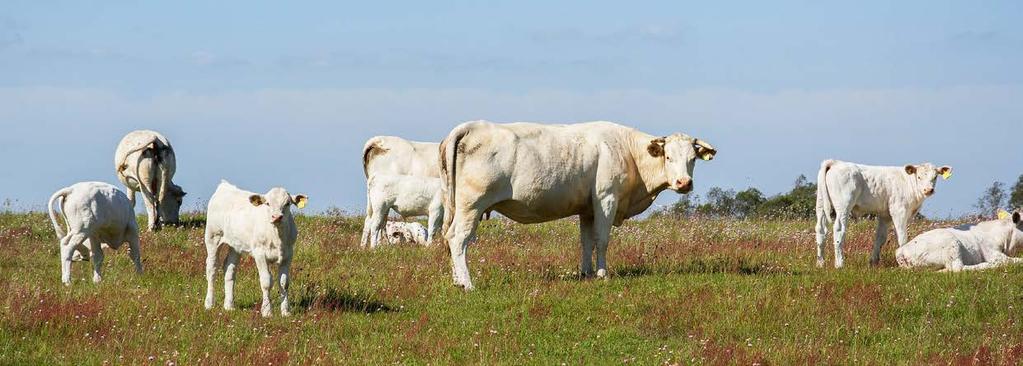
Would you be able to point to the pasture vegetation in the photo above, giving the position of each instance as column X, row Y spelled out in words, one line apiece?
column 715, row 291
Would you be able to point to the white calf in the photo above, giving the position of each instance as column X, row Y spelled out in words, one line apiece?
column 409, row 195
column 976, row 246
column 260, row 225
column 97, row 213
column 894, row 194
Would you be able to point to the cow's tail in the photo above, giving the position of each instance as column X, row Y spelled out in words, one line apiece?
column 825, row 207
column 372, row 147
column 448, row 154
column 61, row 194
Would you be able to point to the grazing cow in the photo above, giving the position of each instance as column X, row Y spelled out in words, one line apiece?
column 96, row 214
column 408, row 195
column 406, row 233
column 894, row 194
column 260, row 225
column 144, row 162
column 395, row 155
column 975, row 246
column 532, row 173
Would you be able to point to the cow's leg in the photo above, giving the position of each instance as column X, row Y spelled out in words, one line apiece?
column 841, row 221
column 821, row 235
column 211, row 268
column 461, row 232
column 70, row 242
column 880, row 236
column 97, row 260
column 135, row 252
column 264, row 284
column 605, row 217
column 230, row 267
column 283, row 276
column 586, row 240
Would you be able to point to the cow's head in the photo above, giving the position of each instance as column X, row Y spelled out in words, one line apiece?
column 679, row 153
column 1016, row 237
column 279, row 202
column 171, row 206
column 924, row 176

• YOUR INSTRUCTIONS: Please reproduce word for word the lines of the records starting at the line containing "Would you be able to point to the cow's tail" and ending at the line containing "column 61, row 194", including both of those lines.

• EXPECTED ANSWER:
Would you be able to point to the cow's tail in the photo above, giving the position of each instance as column X, row Y spelled out in words, one line apiece?
column 825, row 207
column 372, row 147
column 448, row 154
column 61, row 194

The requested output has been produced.